━━━━━ Materials provided ━━━━━

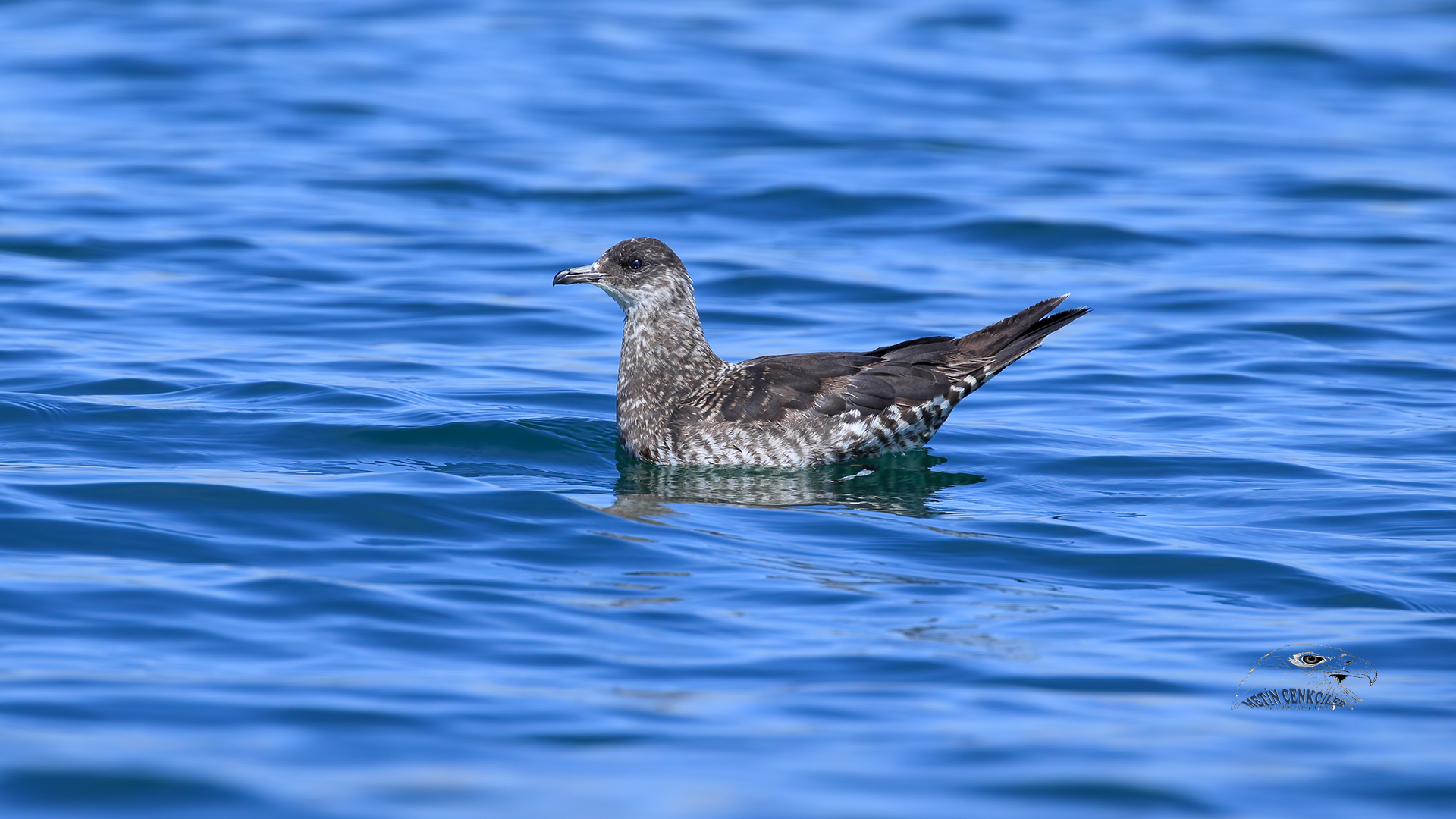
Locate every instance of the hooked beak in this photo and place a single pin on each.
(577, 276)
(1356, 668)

━━━━━
━━━━━ Materials provided ━━━━━

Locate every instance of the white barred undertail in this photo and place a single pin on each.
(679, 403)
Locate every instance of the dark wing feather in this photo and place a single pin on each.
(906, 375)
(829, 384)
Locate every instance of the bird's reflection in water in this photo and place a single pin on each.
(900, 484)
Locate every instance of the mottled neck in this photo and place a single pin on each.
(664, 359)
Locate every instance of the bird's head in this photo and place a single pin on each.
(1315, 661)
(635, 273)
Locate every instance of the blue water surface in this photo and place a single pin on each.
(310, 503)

━━━━━
━━━━━ Materials provided ━━━━━

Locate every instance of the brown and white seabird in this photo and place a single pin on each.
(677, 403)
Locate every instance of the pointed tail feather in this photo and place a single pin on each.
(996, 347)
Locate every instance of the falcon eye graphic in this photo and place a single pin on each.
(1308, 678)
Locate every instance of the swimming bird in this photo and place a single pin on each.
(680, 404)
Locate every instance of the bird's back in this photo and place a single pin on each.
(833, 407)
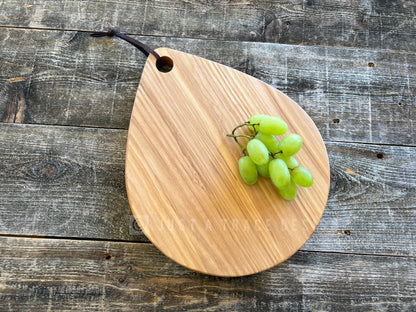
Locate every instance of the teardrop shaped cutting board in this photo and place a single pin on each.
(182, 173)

━━━━━

**Task details:**
Rewrite the entries from the line that contains "Locate every instance of the hooked" through the line that contains "(1356, 668)", swapping "hooked beak" for "curved bill" and keeping everything else unchanged.

**Complete output:**
Locate every instance of the curved bill in this photo and place a single pin on each.
(577, 276)
(1356, 668)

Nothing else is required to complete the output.